# [What is being asked]
Please recast the listing below as a numbered list, dropping any blank lines and leaving out the pictures.

# Information supplied start

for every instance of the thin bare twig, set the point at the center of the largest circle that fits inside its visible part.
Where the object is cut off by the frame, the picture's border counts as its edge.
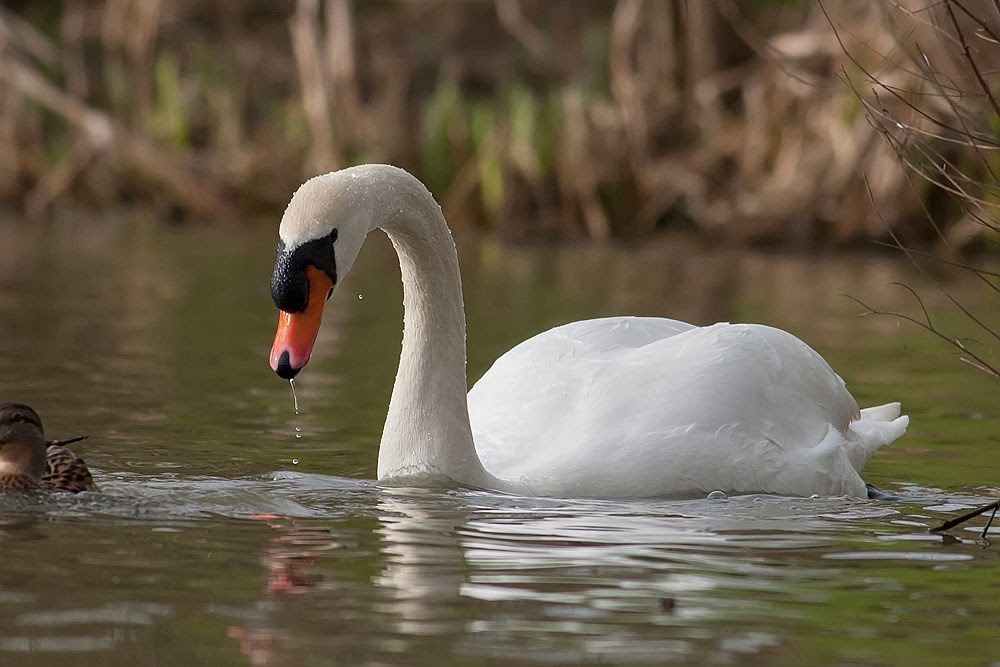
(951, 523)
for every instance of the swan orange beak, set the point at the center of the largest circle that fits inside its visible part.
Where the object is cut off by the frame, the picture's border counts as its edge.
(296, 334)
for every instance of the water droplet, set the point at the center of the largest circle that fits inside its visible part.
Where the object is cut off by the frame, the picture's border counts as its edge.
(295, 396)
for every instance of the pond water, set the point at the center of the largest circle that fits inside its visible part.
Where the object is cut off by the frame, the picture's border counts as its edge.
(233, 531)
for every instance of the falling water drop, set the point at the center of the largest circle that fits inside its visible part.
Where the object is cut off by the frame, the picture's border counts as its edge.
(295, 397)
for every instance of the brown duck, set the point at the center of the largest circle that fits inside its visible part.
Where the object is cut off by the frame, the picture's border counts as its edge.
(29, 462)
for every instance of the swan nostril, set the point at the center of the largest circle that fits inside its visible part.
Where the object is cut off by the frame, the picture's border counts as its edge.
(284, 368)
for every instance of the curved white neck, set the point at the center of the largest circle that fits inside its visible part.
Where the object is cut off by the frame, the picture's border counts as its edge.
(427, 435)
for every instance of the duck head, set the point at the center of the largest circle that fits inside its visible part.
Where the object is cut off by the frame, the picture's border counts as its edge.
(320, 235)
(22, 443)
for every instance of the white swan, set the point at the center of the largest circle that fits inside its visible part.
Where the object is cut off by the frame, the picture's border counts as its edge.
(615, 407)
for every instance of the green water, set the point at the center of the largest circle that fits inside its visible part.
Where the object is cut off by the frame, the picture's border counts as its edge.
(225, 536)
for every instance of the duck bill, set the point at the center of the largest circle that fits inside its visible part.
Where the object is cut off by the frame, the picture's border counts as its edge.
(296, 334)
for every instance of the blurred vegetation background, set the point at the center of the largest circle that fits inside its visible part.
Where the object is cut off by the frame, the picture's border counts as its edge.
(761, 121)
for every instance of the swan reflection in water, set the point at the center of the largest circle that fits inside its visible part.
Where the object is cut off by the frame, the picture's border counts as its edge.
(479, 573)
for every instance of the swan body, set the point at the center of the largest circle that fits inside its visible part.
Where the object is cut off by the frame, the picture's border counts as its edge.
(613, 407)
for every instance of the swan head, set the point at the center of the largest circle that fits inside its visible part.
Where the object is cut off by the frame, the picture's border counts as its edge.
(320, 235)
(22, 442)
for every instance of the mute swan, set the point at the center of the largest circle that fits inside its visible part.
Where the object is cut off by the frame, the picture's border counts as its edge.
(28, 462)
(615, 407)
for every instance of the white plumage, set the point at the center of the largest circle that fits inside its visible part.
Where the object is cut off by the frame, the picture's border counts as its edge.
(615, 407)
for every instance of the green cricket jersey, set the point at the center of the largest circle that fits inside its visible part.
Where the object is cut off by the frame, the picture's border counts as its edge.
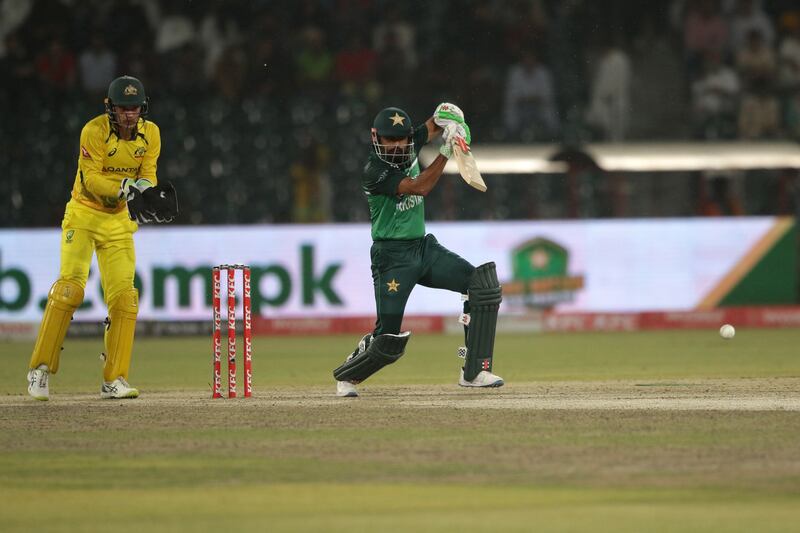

# Information supplied end

# [Answer to the task]
1. for every instance of the thin bare twig, set the point at the center of the largest circle that fits inside its visible part.
2. Where the object is cut off by the frame, the picture's border counts as its edge.
3. (951, 523)
4. for every instance of the swan orange beak, set the point at the center of the largest circle that fits inside its visible part.
5. Where the object is cut off by the frame, the picture's border counts as its edge.
6. (296, 334)
7. for every instance of the water droplet, set the point at the center of the largest circle that fits inside its visible part.
8. Where the object is cut off by the frame, the picture's border counts as its edge.
9. (295, 396)
10. for every instance of the pond water, set the point at the center of the largest circle that fits inside its visible part.
11. Where the object is cut off by the frame, the picture's border counts as its edge.
12. (233, 531)
13. for every instance of the falling water drop, set the point at the center of the largest circle that fits inside its visible part.
14. Where the object is cut off by the frame, the picture's border counts as its edge.
15. (295, 397)
16. for every instance of the brown duck, set the point at the center of the largest circle that fits inside its visible part.
17. Where the object is cut off by the frame, the picture's border counts as its edge.
18. (29, 462)
19. for every instance of the swan nostril, set the point at the center of the largest circle that fits inside its visible part.
20. Where the object is cut off by the frame, the picture's border counts as its edge.
21. (284, 368)
22. for every instance of the curved white neck, set the point at the center of the largest circle that fits inside its visible part.
23. Where the object is cut off by the frame, the picture's border counts as its edge.
24. (427, 435)
25. for every instance of the duck head, set the point at the center of the largest circle that fits inside its visible part.
26. Where the object is cut off by the frame, the picture's border counts as its edge.
27. (320, 235)
28. (22, 443)
29. for every instance of the white swan, set the point at the center of the largest circle that fits inside its visible part.
30. Where the object is cut off by the frame, the picture's border counts as its edge.
31. (615, 407)
32. for every instance of the green water, set the point at the center of the largest circle that fits inside its visible part.
33. Where the object is cut off by the frame, the picture's border counts as its edge.
34. (225, 536)
35. for every instance of the duck bill, set the point at the center of the largest circle that fits inside its visible part.
36. Where the object is cut off by the frame, the picture's border counts as its edge.
37. (296, 334)
38. for every instance of the blurred vegetation background, set the point at the center of the largest circle that fits inside its visible part.
39. Where the object is cut off by the frame, the picture's border counts as its edge.
40. (761, 121)
41. for every instance of the swan reflection in water, set the point at the center of the largest circle that fits inside its visible part.
42. Where the object is cut off by the frame, the picture's border counts as its edge.
43. (479, 573)
44. for every instance of the swan body, set the point at the center of the largest circle that fits inside its visible part.
45. Where the object is cut off by the frame, the picture's border counts as its edge.
46. (613, 407)
47. for every instance of the swan head, set the point at the center of the largest circle that fits inside its visible part.
48. Where the object is cut off by the frame, the picture's border counts as its edge.
49. (320, 235)
50. (22, 442)
51. for every instance of the mute swan, set the point at the center of the largest circle that fits inside its visible part.
52. Where the object is cut off by the frame, the picture's border counts as its edge.
53. (28, 462)
54. (615, 407)
55. for every instance of the white plumage, set the point at the center of the largest circle that fits inside its visible part.
56. Where the object is cut off by the frame, the picture's border counts as its edge.
57. (615, 407)
58. for every instance of the green cricket jersey, set the point at the center of the largest circle that fits inside its visible part.
59. Where the object is cut off by the frame, the picture's border counts as its edge.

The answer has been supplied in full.